What you need to do: Please render the records below as a numbered list, leaving out any blank lines.

Entries shown:

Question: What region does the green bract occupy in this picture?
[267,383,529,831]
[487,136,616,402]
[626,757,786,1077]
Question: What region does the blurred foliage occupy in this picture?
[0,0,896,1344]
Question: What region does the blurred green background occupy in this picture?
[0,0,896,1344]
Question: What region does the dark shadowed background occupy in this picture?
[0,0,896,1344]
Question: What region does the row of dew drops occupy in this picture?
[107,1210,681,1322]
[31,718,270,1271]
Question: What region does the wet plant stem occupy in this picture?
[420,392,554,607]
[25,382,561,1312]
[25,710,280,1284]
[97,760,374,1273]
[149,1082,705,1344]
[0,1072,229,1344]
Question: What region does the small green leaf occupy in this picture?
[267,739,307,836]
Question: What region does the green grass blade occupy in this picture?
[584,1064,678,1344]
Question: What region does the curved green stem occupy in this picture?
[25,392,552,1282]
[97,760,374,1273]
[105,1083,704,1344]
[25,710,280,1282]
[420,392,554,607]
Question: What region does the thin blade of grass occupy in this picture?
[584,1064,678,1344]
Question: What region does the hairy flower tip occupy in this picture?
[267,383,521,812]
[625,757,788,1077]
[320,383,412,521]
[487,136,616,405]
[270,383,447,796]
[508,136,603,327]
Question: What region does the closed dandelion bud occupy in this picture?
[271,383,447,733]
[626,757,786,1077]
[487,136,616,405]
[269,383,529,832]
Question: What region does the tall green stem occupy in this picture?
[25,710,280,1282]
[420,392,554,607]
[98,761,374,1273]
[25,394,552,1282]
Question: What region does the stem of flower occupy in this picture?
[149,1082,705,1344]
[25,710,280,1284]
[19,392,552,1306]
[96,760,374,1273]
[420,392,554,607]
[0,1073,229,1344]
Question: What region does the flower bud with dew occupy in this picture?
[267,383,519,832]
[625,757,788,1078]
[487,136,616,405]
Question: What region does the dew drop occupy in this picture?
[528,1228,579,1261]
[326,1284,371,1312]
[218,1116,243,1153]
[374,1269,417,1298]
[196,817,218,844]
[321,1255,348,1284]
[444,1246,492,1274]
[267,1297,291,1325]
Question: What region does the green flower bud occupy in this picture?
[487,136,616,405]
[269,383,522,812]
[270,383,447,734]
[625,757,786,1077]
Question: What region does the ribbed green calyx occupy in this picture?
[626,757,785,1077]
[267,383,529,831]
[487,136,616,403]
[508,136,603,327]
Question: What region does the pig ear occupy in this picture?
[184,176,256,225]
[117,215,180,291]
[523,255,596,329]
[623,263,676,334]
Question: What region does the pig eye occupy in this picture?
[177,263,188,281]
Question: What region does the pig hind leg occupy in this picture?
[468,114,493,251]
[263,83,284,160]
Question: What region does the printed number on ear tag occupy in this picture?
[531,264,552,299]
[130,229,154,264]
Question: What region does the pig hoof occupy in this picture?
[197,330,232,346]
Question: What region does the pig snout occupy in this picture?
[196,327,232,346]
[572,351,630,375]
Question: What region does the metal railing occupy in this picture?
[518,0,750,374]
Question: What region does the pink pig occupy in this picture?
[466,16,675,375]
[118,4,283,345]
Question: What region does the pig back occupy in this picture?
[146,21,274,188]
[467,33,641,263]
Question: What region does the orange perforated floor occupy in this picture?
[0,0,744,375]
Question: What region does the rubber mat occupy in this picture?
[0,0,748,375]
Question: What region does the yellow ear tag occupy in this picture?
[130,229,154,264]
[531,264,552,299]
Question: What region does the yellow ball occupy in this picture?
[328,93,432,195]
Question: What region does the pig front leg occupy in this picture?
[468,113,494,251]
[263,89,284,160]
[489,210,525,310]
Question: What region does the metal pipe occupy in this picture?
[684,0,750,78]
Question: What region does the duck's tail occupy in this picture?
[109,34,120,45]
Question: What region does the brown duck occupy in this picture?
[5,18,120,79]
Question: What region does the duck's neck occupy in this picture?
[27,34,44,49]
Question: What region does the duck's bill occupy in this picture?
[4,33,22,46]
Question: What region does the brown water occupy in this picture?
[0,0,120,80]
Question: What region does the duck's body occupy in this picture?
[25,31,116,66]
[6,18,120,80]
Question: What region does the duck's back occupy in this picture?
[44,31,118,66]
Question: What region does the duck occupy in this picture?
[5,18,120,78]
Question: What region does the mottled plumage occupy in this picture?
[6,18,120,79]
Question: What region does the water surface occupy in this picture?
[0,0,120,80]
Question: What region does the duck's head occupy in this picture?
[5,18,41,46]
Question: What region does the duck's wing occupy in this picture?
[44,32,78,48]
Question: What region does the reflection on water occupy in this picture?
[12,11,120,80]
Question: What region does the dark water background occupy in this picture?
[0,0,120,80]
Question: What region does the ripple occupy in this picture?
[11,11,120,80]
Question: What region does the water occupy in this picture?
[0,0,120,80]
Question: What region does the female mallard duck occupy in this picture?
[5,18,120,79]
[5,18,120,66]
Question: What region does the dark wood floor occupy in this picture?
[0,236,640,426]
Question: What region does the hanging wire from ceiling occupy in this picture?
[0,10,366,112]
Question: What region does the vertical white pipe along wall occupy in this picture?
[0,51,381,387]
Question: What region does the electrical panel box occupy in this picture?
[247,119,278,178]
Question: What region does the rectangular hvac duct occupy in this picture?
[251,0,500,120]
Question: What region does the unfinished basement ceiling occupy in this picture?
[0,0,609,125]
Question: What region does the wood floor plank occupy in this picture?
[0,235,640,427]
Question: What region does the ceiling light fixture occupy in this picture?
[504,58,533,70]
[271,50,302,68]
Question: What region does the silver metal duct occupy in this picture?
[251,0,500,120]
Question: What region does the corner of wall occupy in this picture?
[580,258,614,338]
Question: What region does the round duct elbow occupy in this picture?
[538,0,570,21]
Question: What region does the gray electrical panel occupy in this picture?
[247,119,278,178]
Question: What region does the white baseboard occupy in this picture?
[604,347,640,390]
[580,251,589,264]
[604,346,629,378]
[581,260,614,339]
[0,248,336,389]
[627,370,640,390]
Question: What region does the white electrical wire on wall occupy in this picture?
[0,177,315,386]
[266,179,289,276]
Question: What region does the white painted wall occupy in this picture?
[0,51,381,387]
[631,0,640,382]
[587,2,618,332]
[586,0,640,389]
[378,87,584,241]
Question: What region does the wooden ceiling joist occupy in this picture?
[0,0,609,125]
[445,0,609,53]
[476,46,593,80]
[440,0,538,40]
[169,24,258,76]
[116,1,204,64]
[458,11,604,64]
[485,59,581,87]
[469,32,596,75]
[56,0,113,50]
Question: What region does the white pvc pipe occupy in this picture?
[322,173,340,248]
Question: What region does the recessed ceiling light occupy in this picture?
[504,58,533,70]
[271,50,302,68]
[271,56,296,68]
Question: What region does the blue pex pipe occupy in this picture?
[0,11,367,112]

Solution to this exercise:
1. Question: What region does the green bract occupy in this picture?
2. [267,383,529,831]
3. [487,136,616,402]
4. [626,757,786,1077]
5. Question: What region does the blurred foliage occupy in this picture?
6. [0,0,896,1344]
7. Question: What region does the blurred green background occupy in this picture?
8. [0,0,896,1344]
9. Question: What region does the dark shadowed background occupy in this picture?
10. [0,0,896,1344]
11. Question: What region does the row of dew drops occupy in this picture?
12. [107,1210,681,1322]
13. [31,718,270,1271]
14. Question: What region does the wet plant stem occupy in this picture?
15. [420,392,554,607]
16. [25,382,561,1312]
17. [25,710,280,1284]
18. [97,760,374,1273]
19. [149,1082,705,1344]
20. [0,1072,229,1344]
21. Question: What region does the small green leaf occupy in this picture?
22. [267,739,307,836]
23. Question: What region does the green grass blade occupy in this picture?
24. [584,1064,678,1344]
25. Question: What region does the curved green stem occupy in this picture?
26. [25,392,552,1282]
27. [97,760,374,1273]
28. [105,1083,704,1344]
29. [25,710,280,1282]
30. [420,392,554,607]
31. Question: What region does the thin blade of grass occupy in this picture?
32. [584,1064,678,1344]
33. Question: What region does the hairy flower tip occupy in this picture?
34. [267,383,521,812]
35. [625,757,788,1077]
36. [320,383,412,521]
37. [487,136,616,405]
38. [270,383,447,796]
39. [508,136,603,327]
40. Question: What region does the closed dandelion bud occupy in this picture?
41. [271,383,447,733]
42. [626,757,786,1077]
43. [487,136,616,405]
44. [269,383,529,832]
45. Question: What region does the tall green stem occupy in this picture?
46. [25,710,280,1282]
47. [420,392,554,607]
48. [98,761,374,1273]
49. [25,394,552,1282]
50. Question: What region does the stem of flower occupy in this picture?
51. [149,1082,705,1344]
52. [25,710,280,1284]
53. [19,392,552,1306]
54. [96,760,374,1273]
55. [420,392,554,607]
56. [0,1073,229,1344]
57. Question: What region does the flower bud with dew occupy in this picture?
58. [267,383,519,832]
59. [625,757,788,1078]
60. [487,136,616,405]
61. Question: What region does the dew drop occupy in this picture?
62. [528,1228,579,1261]
63. [326,1284,371,1312]
64. [218,1116,243,1153]
65. [374,1269,417,1298]
66. [196,817,218,844]
67. [321,1255,348,1284]
68. [444,1246,492,1274]
69. [267,1297,291,1325]
70. Question: What region does the green flower bud occupy in this picture?
71. [487,136,616,405]
72. [269,383,522,812]
73. [270,383,447,734]
74. [625,757,786,1077]
75. Question: What region does the ribbed green calyx occupy in this picture?
76. [626,757,785,1077]
77. [267,383,529,831]
78. [487,136,616,403]
79. [508,136,603,327]
80. Question: What region does the pig ear occupy in this picture?
81. [184,176,256,225]
82. [117,215,180,291]
83. [523,255,596,329]
84. [623,263,676,334]
85. Question: What region does the pig eye occupy in this picture?
86. [177,263,188,281]
87. Question: What region does the pig hind leg occupy in this picture?
88. [468,114,493,251]
89. [263,83,284,160]
90. Question: What region does the printed number on ear tag occupy in this picture?
91. [531,264,552,299]
92. [130,229,154,264]
93. Question: What region does the pig hoof occupy in this picture?
94. [197,330,232,346]
95. Question: What region does the pig snout occupy in this picture?
96. [196,327,232,346]
97. [572,351,630,375]
98. Question: What region does the metal railing occupy in this picture?
99. [518,0,750,374]
100. Question: What region does the pink pig occupy in this picture?
101. [466,16,675,375]
102. [118,4,283,345]
103. Question: What region does the pig back occupy in this picture?
104. [146,21,274,188]
105. [467,33,641,263]
106. Question: What region does the orange perforated floor occupy in this picture?
107. [0,0,744,375]
108. Question: What region does the rubber mat occupy in this picture?
109. [0,0,748,375]
110. Question: What region does the yellow ear tag occupy in this picture?
111. [130,229,154,264]
112. [531,264,552,299]
113. Question: What region does the yellow ball occupy in this picture?
114. [328,93,432,195]
115. Question: What region does the pig front leg occupy in this picture?
116. [468,113,494,251]
117. [263,89,284,160]
118. [489,210,525,310]
119. Question: What region does the metal pipe occupy in this picture?
120. [684,0,750,78]
121. Question: What region does the duck's tail occupy in this picture?
122. [109,34,120,45]
123. Question: What region does the brown duck occupy in this picture?
124. [5,18,120,79]
125. Question: What region does the duck's neck occupy in this picture?
126. [27,34,44,49]
127. Question: What region does the duck's bill occupy in this picture?
128. [4,33,22,46]
129. Question: What region does the brown water occupy in this picture?
130. [0,0,120,80]
131. Question: What region does the duck's body occupy in this picture?
132. [25,31,116,66]
133. [6,18,120,80]
134. Question: What region does the duck's back occupy in this picture?
135. [44,31,118,66]
136. Question: What region does the duck occupy in this picture?
137. [5,18,120,78]
138. Question: What region does the mottled plumage occupy in this picture?
139. [6,18,120,79]
140. Question: What region does the water surface occupy in this picture?
141. [0,0,120,80]
142. Question: What region does the duck's head occupy in this picture?
143. [5,18,41,46]
144. Question: What region does the duck's wing occupy in this picture?
145. [44,32,78,48]
146. Question: What region does the reflection on water occupy in this picture?
147. [12,11,120,80]
148. Question: What region does the dark water background occupy in this picture?
149. [0,0,120,80]
150. Question: What region does the ripple occupy in this picture?
151. [11,11,120,80]
152. Question: What region does the water occupy in this picture?
153. [0,0,120,80]
154. Question: What region does the female mallard duck occupy in this picture?
155. [5,18,120,79]
156. [5,18,120,66]
157. Question: What region does the dark wood floor occupy in this picture?
158. [0,236,640,426]
159. Question: What region does the hanging wire from ceiling occupy in this picture?
160. [0,10,366,112]
161. Question: What region does the vertical white pipe along wall occupy in this picture?
162. [0,51,381,387]
163. Question: What region does the electrical panel box occupy in this picture?
164. [247,119,278,178]
165. Question: What region does the rectangular hvac duct occupy in this picture?
166. [251,0,500,120]
167. Question: What region does the unfinished basement ceiling occupy in this picture?
168. [0,0,609,125]
169. Question: What region does the wood floor plank occupy in this picture?
170. [0,235,640,427]
171. Question: What region does the ceiling light fixture occupy in this picture?
172. [504,58,533,70]
173. [271,50,302,68]
174. Question: What region does the silver metal duct occupy in this picture?
175. [251,0,500,120]
176. Question: What region does the corner of wall occupy in this picture?
177. [580,258,614,338]
178. Question: What region does the round duct elbow occupy in this picture?
179. [538,0,570,21]
180. Question: What region does the gray electrical panel occupy in this picture?
181. [247,119,278,178]
182. Question: What region does the white baseboard occupy in this picture?
183. [604,347,640,390]
184. [580,251,589,264]
185. [604,346,629,378]
186. [581,260,614,339]
187. [0,248,336,389]
188. [627,370,640,390]
189. Question: What region does the white electrical wire on wall occupy in this picture?
190. [0,177,315,386]
191. [266,179,289,276]
192. Question: What region does the white painted wall occupy in this picture?
193. [0,51,381,387]
194. [631,0,640,382]
195. [587,2,618,332]
196. [586,0,640,389]
197. [378,87,584,241]
198. Question: What region does the wooden ceiling joist occupy in this picture?
199. [0,0,609,125]
200. [445,0,609,53]
201. [476,46,593,80]
202. [440,0,538,40]
203. [169,24,258,76]
204. [116,1,204,64]
205. [458,11,604,64]
206. [485,59,581,87]
207. [469,32,596,75]
208. [56,0,113,50]
209. Question: What region does the white pvc pipe occupy in this picture?
210. [322,173,340,248]
211. Question: What region does the recessed ceiling light occupy in this picture?
212. [504,58,533,70]
213. [271,50,302,68]
214. [271,56,296,68]
215. Question: What region does the blue pex pipe occupy in this picture?
216. [0,11,367,112]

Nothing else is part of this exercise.